_Objective_
Copy out every line of the listing below word for word, leaving out the pictures.

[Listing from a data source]
******
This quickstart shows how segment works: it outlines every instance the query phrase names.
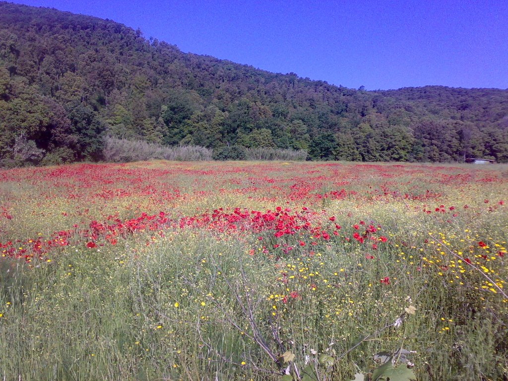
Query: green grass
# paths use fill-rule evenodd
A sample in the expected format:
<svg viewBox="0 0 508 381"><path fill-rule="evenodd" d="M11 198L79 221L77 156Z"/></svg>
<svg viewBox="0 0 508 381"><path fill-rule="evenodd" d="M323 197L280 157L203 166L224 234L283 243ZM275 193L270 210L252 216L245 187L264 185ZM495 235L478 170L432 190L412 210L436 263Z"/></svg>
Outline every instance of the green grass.
<svg viewBox="0 0 508 381"><path fill-rule="evenodd" d="M212 165L193 165L209 170ZM270 165L272 172L266 167L253 170L280 179L276 185L283 189L299 181L295 178L320 174L330 179L319 189L337 189L333 182L338 179L327 167ZM352 170L349 165L341 170ZM223 166L218 169L224 173L244 168ZM262 190L256 193L231 193L249 186L249 181L225 185L225 178L238 173L219 178L216 174L193 174L188 169L182 186L186 192L197 181L197 189L209 196L190 192L183 200L155 202L135 195L113 199L107 206L93 198L94 189L73 205L82 212L87 200L97 202L95 206L90 203L86 216L69 209L68 217L41 221L29 217L46 202L38 200L38 189L25 186L17 196L5 193L3 202L11 206L14 217L2 220L4 243L17 233L20 239L39 232L46 236L64 229L66 222L68 228L69 221L99 219L114 208L124 218L131 212L137 215L132 209L126 212L126 205L144 206L154 213L165 210L172 216L221 206L265 211L279 205L295 210L307 205L316 211L313 224L329 231L336 223L342 228L339 235L324 240L304 229L276 238L270 230L232 234L209 227L173 227L163 235L141 231L119 236L116 245L93 248L85 245L89 237L75 236L69 246L29 264L6 256L0 261L0 375L26 381L276 381L282 379L289 365L301 371L306 359L326 354L333 364L318 362L319 379L347 380L359 370L367 373L377 366L374 354L403 346L417 352L409 357L419 380L507 379L508 300L485 276L501 288L508 278L506 256L498 254L505 251L508 238L505 206L498 203L506 194L506 179L494 184L473 179L458 189L454 183L434 182L432 168L418 170L429 179L420 186L442 196L426 201L372 197L366 184L400 188L403 194L412 185L407 184L410 176L401 176L387 185L386 179L370 170L353 172L361 179L368 177L350 186L356 195L324 204L264 199L274 193L272 183L257 184ZM453 170L462 173L468 168ZM321 172L307 174L310 169ZM475 173L474 178L492 173L475 170L486 172ZM165 179L174 180L172 176ZM206 184L200 186L199 181ZM12 184L0 186L4 185L11 189ZM136 189L130 186L126 189ZM217 189L225 187L230 191L221 205ZM30 192L31 201L23 204ZM434 212L441 204L447 212ZM45 213L61 215L60 203L44 205ZM460 212L456 217L448 209L452 206ZM432 213L422 212L424 207ZM353 226L360 220L374 225L379 229L375 234L388 242L368 237L366 243L357 242ZM485 247L479 246L481 241ZM374 242L377 249L371 247ZM275 244L281 246L274 248ZM284 252L284 244L292 249ZM452 253L459 252L480 264L482 271ZM389 283L381 281L385 277ZM414 314L404 312L409 306L416 308ZM393 325L401 315L400 326ZM294 354L293 361L282 360L279 366L271 358L287 352Z"/></svg>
******
_Exercise answer_
This quickstart shows how segment works: it outlines every instance the query phrase names.
Query: green grass
# paths use fill-rule evenodd
A sample in the expected format:
<svg viewBox="0 0 508 381"><path fill-rule="evenodd" d="M11 198L79 221L77 156Z"/></svg>
<svg viewBox="0 0 508 381"><path fill-rule="evenodd" d="M323 197L280 157L203 166L224 234L283 243ZM275 193L270 210L252 216L245 187L264 185ZM495 235L478 170L432 190L412 210L436 263Z"/></svg>
Outline every instance of the green grass.
<svg viewBox="0 0 508 381"><path fill-rule="evenodd" d="M212 165L193 165L209 170ZM270 165L272 172L266 167L253 170L280 179L276 185L283 189L299 181L295 178L320 174L330 179L319 189L337 189L333 182L338 179L327 167ZM352 170L349 165L341 170ZM223 166L218 169L224 173L244 168ZM262 190L256 193L231 193L249 186L249 181L225 185L225 178L238 173L219 178L216 174L193 174L188 169L182 186L186 192L197 181L197 189L209 196L190 192L183 200L155 202L135 195L113 199L107 206L93 198L94 189L73 205L82 212L87 200L97 202L95 206L90 203L86 216L69 209L68 217L41 221L29 217L46 202L38 200L38 189L25 186L17 196L5 193L3 202L11 206L14 217L2 220L4 243L17 233L20 239L39 232L46 236L64 229L66 222L68 228L69 221L99 219L114 208L124 218L131 212L137 215L132 209L126 212L126 205L144 206L154 213L165 210L172 216L221 206L265 211L279 205L295 210L307 205L316 211L313 224L329 231L336 223L342 228L339 235L324 240L304 229L276 238L270 230L232 234L209 227L173 227L163 235L141 231L119 236L116 245L93 248L85 245L89 237L75 236L69 246L29 264L6 256L0 261L0 375L26 381L276 381L282 379L289 365L301 371L306 359L326 354L333 364L318 362L319 379L347 380L359 370L367 373L377 366L374 354L403 346L417 352L409 357L419 380L507 379L508 300L485 276L501 288L508 278L506 256L498 254L505 251L508 238L505 206L498 203L506 194L506 179L494 184L473 179L458 189L454 183L434 182L432 168L418 170L429 179L420 186L442 196L426 201L372 197L366 184L400 188L403 194L412 185L407 184L410 176L401 176L387 185L386 179L370 170L353 172L361 179L368 177L350 186L356 195L324 204L264 199L274 193L272 183L257 184ZM453 170L462 173L468 168ZM321 172L307 174L310 169ZM475 173L474 178L492 173L475 170L486 172ZM165 179L174 180L172 176ZM206 184L200 186L199 181ZM12 184L0 186L4 185L11 189ZM136 189L130 186L126 189ZM217 189L225 187L230 191L221 205ZM30 192L31 201L23 204ZM434 212L441 204L447 212ZM45 213L61 215L60 203L44 205ZM460 212L456 217L448 209L452 206ZM432 213L422 212L424 207ZM353 226L360 220L374 225L379 229L375 234L388 242L368 237L366 243L357 242ZM485 247L479 246L481 241ZM374 242L377 249L371 247ZM275 244L281 246L274 248ZM284 252L284 244L292 249ZM452 253L459 252L480 264L482 271ZM389 283L381 281L385 277ZM414 314L404 312L409 306L416 308ZM393 325L401 315L400 326ZM294 354L293 361L282 360L279 366L271 358L287 352Z"/></svg>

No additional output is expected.